Required actions —
a – Write out the part of the diary entries that runs from "[Cosima's Diary, 27" down to "to achieve redemption.", keeping the wording unchanged.
b – In the diary entries, what religion is Christian teaching said to derive from?
c – Extend the diary entries beyond their final sentence.

Excerpted text —
Speranza
Our conversation leads us to the mystic Meister Eckhart; R. begins to
read a sermon by him, which fascinates us to the highest degree. Everything
turned inward, the soul silent, so that in it, God may speak the hidden word!
[Cosima's Diary, 26 October 1873]
The absence of all ideality brings
the soul blissful peace, says R., and the way to this peace is through Jesus
Christ.
[Cosima's Diary, 27 October 1873]
Talked with R. about
Buddhism and Christianity. Perception of the world much greater in Buddhism,
which, however, has no monument like the Gospels, in which divinity is conveyed
to our consciousness in a truly historic form. The advantage of Buddhism is that
it derives from Brahmanism, whose dogmas can be put to use where science reveals
gaps, so far-reaching are its symbols. The Christian teaching is, however,
derived from the Jewish religion, and that is its dilemma. Christ's suffering
moves us more than Buddha's fellow-suffering, we suffer with him and become
Buddhas, through contemplation. Christ wishes to suffer, suffers, and redeems
us; Buddha looks on commiserates, and teaches us how to achieve redemption.

Data extract —
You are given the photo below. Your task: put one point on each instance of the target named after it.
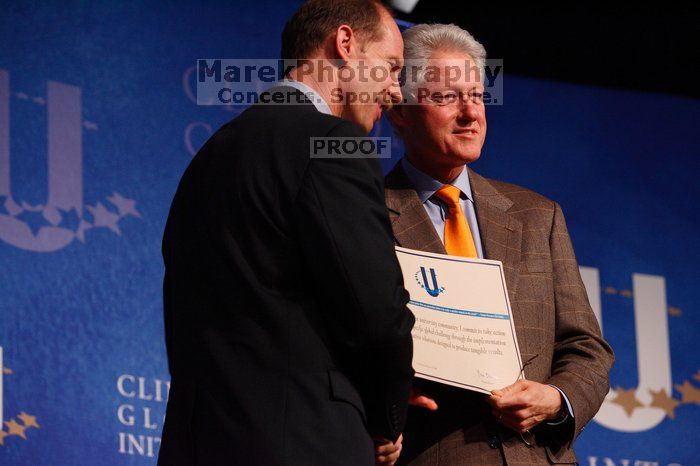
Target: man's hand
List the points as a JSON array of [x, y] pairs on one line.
[[420, 399], [386, 452], [525, 404]]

Exercise results —
a –
[Cosima's Diary, 27 October 1873]
Talked with R. about
Buddhism and Christianity. Perception of the world much greater in Buddhism,
which, however, has no monument like the Gospels, in which divinity is conveyed
to our consciousness in a truly historic form. The advantage of Buddhism is that
it derives from Brahmanism, whose dogmas can be put to use where science reveals
gaps, so far-reaching are its symbols. The Christian teaching is, however,
derived from the Jewish religion, and that is its dilemma. Christ's suffering
moves us more than Buddha's fellow-suffering, we suffer with him and become
Buddhas, through contemplation. Christ wishes to suffer, suffers, and redeems
us; Buddha looks on commiserates, and teaches us how to achieve redemption.

b – The Jewish religion.

c –
[Cosima's Diary, 28 October 1873]
Today is Good Friday again! - O, blessed day! Most deeply
portentous day in the world! Day of redemption! God's suffering! Who can grasp
the enormity of it? And yet, this same ineffable mystery - is it not the most
familiar of mankind's secrets? God, the Creator, - he must remain totally
unintelligible to the world: - God, the loving teacher, is dearly beloved, but
not understood:- but the God who suffers, - His name is inscribed in our hearts
in letters of fire; all the obstinacy of existence is washed away by our immense
pain at seeing God suffering! The teaching which we could not comprehend, it now
affects us: God is within us, - the world has been overcome! Who created it? An
idle question! Who overcame it? God within our hearts, - God whom we comprehend1
in the deepest anguish of fellow-suffering! -
A warm and sunny Good
Friday, with its mood of sacred solemnity, once inspired me with the idea of
writing Parsifal; since then it has lived within me and prospered, like a child
in its mother's womb. With each Good Friday it grows a year older, and I then
celebrate the day of its conception, knowing that its birthday will follow one
day.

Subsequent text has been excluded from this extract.